● BRIEF: Starting at the line that holds "Where can the apartment", copy every line exactly through the end of the data, and no others.

(Dataset entries)

..........

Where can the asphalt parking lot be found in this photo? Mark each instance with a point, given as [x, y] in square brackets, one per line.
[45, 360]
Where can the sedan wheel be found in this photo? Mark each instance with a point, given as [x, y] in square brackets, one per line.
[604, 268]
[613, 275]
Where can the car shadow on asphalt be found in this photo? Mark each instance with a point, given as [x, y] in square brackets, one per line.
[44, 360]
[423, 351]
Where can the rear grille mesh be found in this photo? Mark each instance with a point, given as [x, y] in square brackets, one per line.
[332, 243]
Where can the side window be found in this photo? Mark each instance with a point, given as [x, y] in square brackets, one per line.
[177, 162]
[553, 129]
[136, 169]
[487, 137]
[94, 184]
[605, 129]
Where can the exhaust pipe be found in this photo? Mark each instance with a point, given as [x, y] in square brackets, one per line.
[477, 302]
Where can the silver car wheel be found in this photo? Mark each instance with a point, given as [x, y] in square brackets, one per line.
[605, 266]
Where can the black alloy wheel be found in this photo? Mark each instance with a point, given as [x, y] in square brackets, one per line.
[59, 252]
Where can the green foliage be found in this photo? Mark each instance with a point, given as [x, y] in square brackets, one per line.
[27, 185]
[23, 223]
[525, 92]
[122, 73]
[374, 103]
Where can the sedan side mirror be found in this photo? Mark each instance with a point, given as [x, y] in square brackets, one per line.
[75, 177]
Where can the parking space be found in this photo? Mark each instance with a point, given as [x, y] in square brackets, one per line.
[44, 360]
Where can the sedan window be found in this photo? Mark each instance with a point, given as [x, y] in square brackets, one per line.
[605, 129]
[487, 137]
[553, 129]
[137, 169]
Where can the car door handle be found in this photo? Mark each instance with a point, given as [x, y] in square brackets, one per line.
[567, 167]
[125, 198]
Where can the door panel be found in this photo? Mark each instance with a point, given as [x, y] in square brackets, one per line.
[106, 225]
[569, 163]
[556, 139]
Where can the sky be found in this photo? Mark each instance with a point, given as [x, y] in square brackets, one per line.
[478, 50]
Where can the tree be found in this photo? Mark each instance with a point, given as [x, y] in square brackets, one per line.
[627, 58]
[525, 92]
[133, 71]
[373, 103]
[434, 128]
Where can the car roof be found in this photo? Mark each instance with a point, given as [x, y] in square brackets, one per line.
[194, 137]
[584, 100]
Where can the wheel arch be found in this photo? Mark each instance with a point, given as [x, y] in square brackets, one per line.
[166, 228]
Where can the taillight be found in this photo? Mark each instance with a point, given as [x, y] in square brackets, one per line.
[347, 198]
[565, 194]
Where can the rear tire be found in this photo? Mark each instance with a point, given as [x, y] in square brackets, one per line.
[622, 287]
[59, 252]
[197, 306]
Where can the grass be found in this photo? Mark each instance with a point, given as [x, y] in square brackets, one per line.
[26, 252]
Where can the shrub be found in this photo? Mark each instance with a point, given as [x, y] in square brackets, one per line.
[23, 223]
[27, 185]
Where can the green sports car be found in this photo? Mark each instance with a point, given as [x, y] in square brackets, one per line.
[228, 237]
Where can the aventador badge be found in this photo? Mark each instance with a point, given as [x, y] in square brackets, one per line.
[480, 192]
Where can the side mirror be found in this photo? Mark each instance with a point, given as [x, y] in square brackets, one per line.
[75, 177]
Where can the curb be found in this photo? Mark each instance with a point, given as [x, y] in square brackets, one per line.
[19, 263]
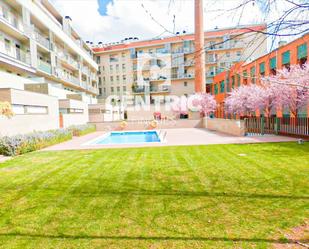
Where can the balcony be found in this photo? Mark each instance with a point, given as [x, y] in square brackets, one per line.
[13, 20]
[44, 66]
[93, 89]
[67, 77]
[65, 57]
[160, 89]
[42, 40]
[183, 76]
[188, 50]
[189, 63]
[85, 70]
[17, 54]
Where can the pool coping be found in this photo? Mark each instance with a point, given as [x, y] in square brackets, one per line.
[103, 136]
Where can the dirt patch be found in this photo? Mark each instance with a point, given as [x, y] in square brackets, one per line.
[298, 237]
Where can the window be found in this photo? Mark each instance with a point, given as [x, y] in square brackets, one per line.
[7, 45]
[273, 65]
[222, 86]
[216, 89]
[113, 58]
[302, 53]
[262, 68]
[238, 79]
[245, 77]
[73, 110]
[233, 82]
[18, 109]
[252, 74]
[286, 58]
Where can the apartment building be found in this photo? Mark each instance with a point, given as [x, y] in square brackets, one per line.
[41, 52]
[243, 73]
[166, 65]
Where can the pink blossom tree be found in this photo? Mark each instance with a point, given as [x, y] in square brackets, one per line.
[290, 87]
[205, 103]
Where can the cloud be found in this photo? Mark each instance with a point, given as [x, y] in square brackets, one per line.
[114, 20]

..........

● COMPLETED EXERCISE:
Where can the apartment building be found in this photo? Mark each instance with a point, given as [x, y] in square brackets, one per line.
[41, 52]
[243, 73]
[166, 65]
Where can the pink blossom tree be found in this photo? Mark each instance with a point, given as [x, y] in square brackets, one per line.
[290, 87]
[205, 103]
Where can the cloud be found in this photo? Mark each instance with a point, given as [x, y] in square brackets, one per line.
[114, 20]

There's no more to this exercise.